EXTRACT -
--- START ---

# import fastai
# from fastai.vision.all import *
# from fastcore import *

Training a model

Since we will use fastai for inference, we'll quickly create a model that we can use to test inference functionality. This model is just intended to help develop the inference functionality so we won't worry about the model's performance.

dls = ImageDataLoaders.from_csv(
    "../ph/ads/",
    "ads_upsampled.csv",
    folder="images",
    fn_col="file",
    label_col="label",
    item_tfms=Resize(64, ResizeMethod.Squish),
    num_workers=0,
)
dls.show_batch()
learn = cnn_learner(dls, resnet18, metrics=F1Score())
learn.fine_tune(1)
epoch train_loss valid_loss f1_score time
0 0.962725 0.586650 0.769231 00:16
epoch train_loss valid_loss f1_score time
0 0.534687 0.473433 0.797386 00:17

Inference helpers

The next few functions are 'helper' functions which are used for doing inference using the Newspaper Navigator data.

Missing images

Because we are dealing with images requested via the web we have to deal with the occasional hiccup. These hiccups could include requested image not being returned from an IIIF request, or a network issue etc. As a reminder of what load_url_image does

doc(load_url_image)

load_url_image[source]

load_url_image(url:str, mode='RGB')

Attempts to load an image from url returns None if request times out or no image at url

Show in docs

As you can see above, load_url_image will sometimes return None. When we're running inference, this can cause an issue because we want to create batches of images to speed up inference. We don't want to include None's in a batch of images to predict since fastai/Pytorch won't know what to do with it.

--- END ---

Can you reproduce, word for word, the passage of the fastai inference page that begins with the words containing "load_url_image(url:str, mode='RGB')" and ends with "do with it."?

DATASET CONTENT -
--- START ---

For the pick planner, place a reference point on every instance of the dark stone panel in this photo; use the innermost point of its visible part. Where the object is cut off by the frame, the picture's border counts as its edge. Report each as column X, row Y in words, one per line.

--- END ---

THE COMPLETED TASK -
load_url_image(url:str, mode='RGB')

Attempts to load an image from url returns None if request times out or no image at url

Show in docs

As you can see above, load_url_image will sometimes return None. When we're running inference, this can cause an issue because we want to create batches of images to speed up inference. We don't want to include None's in a batch of images to predict since fastai/Pytorch won't know what to do with it.